● **TASK DATA**
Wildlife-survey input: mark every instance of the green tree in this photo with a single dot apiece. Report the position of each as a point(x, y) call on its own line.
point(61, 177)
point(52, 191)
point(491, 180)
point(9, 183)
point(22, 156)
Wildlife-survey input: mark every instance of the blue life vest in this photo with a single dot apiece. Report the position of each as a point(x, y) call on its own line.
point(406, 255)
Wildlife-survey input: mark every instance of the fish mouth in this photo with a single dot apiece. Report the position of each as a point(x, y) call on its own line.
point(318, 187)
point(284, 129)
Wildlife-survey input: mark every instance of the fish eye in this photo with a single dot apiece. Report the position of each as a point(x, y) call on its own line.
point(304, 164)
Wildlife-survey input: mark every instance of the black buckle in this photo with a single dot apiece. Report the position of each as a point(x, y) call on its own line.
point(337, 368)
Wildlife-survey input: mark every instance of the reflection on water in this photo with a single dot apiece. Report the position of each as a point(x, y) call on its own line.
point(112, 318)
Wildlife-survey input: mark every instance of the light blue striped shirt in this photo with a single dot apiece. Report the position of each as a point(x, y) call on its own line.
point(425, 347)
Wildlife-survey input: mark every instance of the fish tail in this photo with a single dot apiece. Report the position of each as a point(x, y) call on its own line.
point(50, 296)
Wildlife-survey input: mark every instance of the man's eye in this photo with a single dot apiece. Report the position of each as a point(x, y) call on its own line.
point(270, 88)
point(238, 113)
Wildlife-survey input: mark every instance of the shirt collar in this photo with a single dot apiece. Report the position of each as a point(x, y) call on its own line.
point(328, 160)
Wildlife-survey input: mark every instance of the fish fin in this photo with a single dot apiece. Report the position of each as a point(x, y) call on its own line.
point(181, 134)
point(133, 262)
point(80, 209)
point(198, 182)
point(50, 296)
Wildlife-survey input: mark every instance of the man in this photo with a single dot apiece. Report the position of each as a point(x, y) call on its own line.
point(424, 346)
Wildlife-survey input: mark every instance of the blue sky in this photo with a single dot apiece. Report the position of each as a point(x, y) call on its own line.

● **EXERCISE REQUIREMENTS**
Copy each line exactly, from the line containing "Wildlife-survey input: mark every instance of the man's" down to the last line of the material, and no other lines.

● **COMPLETED EXERCISE**
Wildlife-survey input: mark every instance of the man's eye in this photo with a single dot apiece. Report the position of each as a point(x, y) call on its own line.
point(270, 88)
point(238, 113)
Wildlife-survey input: mark every instance of the shirt collar in this photo with a single dot apiece. Report the position of each as a point(x, y) call on its own line.
point(328, 160)
Wildlife-survey input: mark every instance of the fish fin in this photo with a single dot apiece. Report the position of each as a point(x, y) call on its own line.
point(181, 134)
point(133, 262)
point(80, 209)
point(198, 182)
point(50, 296)
Wildlife-survey input: mark every instance of the man in this photo with a single dot apiece. Report the position of each as a point(x, y) call on its own line.
point(424, 346)
Wildlife-survey input: mark every instance of the blue sky in this photo with a single dot apiece. Report the position of each as a point(x, y) call on its own line.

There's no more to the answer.